→ **Written exercise**: Write each line of the records below as one string in a JSON list, leaving out blank lines. Include every record.

□ □ □ □ □

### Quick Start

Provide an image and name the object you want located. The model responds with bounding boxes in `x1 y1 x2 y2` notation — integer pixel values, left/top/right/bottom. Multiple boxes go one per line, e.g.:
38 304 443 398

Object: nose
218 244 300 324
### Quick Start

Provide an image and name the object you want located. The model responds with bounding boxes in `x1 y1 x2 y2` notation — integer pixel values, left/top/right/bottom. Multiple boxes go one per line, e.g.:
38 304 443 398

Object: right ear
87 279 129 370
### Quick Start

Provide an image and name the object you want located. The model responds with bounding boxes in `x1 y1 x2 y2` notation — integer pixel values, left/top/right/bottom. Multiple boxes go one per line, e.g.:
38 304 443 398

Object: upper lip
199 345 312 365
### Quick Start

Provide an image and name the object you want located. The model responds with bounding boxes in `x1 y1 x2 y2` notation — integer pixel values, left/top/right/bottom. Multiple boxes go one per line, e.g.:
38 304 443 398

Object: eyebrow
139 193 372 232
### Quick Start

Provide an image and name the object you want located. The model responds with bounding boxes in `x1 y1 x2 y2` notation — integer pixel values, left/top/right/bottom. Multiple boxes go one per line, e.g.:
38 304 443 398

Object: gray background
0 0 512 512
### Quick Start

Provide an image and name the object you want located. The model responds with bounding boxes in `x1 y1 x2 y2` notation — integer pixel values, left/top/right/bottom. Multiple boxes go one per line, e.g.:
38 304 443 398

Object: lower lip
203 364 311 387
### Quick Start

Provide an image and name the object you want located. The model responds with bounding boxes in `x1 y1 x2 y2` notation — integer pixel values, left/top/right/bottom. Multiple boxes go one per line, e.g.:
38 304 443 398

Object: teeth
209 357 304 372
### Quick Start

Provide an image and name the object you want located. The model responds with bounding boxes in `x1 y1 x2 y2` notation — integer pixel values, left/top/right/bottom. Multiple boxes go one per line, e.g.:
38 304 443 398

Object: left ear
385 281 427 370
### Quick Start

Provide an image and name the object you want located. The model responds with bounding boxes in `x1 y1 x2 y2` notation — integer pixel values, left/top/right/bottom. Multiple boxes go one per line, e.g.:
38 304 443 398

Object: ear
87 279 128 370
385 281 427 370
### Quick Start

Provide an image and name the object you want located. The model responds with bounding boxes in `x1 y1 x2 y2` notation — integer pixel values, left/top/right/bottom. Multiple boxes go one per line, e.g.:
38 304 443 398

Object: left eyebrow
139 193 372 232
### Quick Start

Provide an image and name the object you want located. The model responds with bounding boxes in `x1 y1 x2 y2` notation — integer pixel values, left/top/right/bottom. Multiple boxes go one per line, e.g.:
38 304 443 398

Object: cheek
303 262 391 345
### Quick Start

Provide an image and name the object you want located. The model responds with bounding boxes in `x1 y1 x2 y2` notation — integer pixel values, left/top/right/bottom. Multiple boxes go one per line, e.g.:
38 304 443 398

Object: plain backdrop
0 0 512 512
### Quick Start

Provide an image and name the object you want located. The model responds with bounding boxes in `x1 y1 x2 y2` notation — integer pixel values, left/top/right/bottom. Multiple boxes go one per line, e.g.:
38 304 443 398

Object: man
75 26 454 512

□ □ □ □ □

→ **Answer for this exercise**:
[
  "### Quick Start",
  "Provide an image and name the object you want located. The model responds with bounding boxes in `x1 y1 x2 y2` notation — integer pixel values, left/top/right/bottom. Multiple boxes go one per line, e.g.:",
  "38 304 443 398",
  "Object: nose",
  "218 244 300 324",
  "### Quick Start",
  "Provide an image and name the object you want located. The model responds with bounding boxes in `x1 y1 x2 y2` notation — integer pixel values, left/top/right/bottom. Multiple boxes go one per line, e.g.:",
  "38 304 443 398",
  "Object: right ear",
  "87 279 129 370",
  "### Quick Start",
  "Provide an image and name the object you want located. The model responds with bounding boxes in `x1 y1 x2 y2` notation — integer pixel values, left/top/right/bottom. Multiple boxes go one per line, e.g.:",
  "38 304 443 398",
  "Object: upper lip",
  "199 345 312 365",
  "### Quick Start",
  "Provide an image and name the object you want located. The model responds with bounding boxes in `x1 y1 x2 y2` notation — integer pixel values, left/top/right/bottom. Multiple boxes go one per line, e.g.:",
  "38 304 443 398",
  "Object: eyebrow",
  "139 193 372 232",
  "### Quick Start",
  "Provide an image and name the object you want located. The model responds with bounding boxes in `x1 y1 x2 y2` notation — integer pixel values, left/top/right/bottom. Multiple boxes go one per line, e.g.:",
  "38 304 443 398",
  "Object: gray background",
  "0 0 512 512",
  "### Quick Start",
  "Provide an image and name the object you want located. The model responds with bounding boxes in `x1 y1 x2 y2` notation — integer pixel values, left/top/right/bottom. Multiple boxes go one per line, e.g.:",
  "38 304 443 398",
  "Object: lower lip",
  "203 364 311 387",
  "### Quick Start",
  "Provide an image and name the object you want located. The model responds with bounding boxes in `x1 y1 x2 y2` notation — integer pixel values, left/top/right/bottom. Multiple boxes go one per line, e.g.:",
  "38 304 443 398",
  "Object: teeth",
  "209 357 304 372",
  "### Quick Start",
  "Provide an image and name the object you want located. The model responds with bounding boxes in `x1 y1 x2 y2` notation — integer pixel values, left/top/right/bottom. Multiple boxes go one per line, e.g.:",
  "38 304 443 398",
  "Object: left ear",
  "385 281 427 370",
  "### Quick Start",
  "Provide an image and name the object you want located. The model responds with bounding boxes in `x1 y1 x2 y2` notation — integer pixel values, left/top/right/bottom. Multiple boxes go one per line, e.g.:",
  "38 304 443 398",
  "Object: ear",
  "87 279 128 370",
  "385 281 427 370",
  "### Quick Start",
  "Provide an image and name the object you want located. The model responds with bounding boxes in `x1 y1 x2 y2` notation — integer pixel values, left/top/right/bottom. Multiple boxes go one per line, e.g.:",
  "38 304 443 398",
  "Object: left eyebrow",
  "139 193 372 232",
  "### Quick Start",
  "Provide an image and name the object you want located. The model responds with bounding boxes in `x1 y1 x2 y2` notation — integer pixel values, left/top/right/bottom. Multiple boxes go one per line, e.g.:",
  "38 304 443 398",
  "Object: cheek",
  "303 262 391 345",
  "### Quick Start",
  "Provide an image and name the object you want located. The model responds with bounding boxes in `x1 y1 x2 y2` notation — integer pixel values, left/top/right/bottom. Multiple boxes go one per line, e.g.:",
  "38 304 443 398",
  "Object: plain backdrop",
  "0 0 512 512",
  "### Quick Start",
  "Provide an image and name the object you want located. The model responds with bounding boxes in `x1 y1 x2 y2` notation — integer pixel values, left/top/right/bottom. Multiple boxes go one per line, e.g.:",
  "38 304 443 398",
  "Object: man",
  "75 26 454 512"
]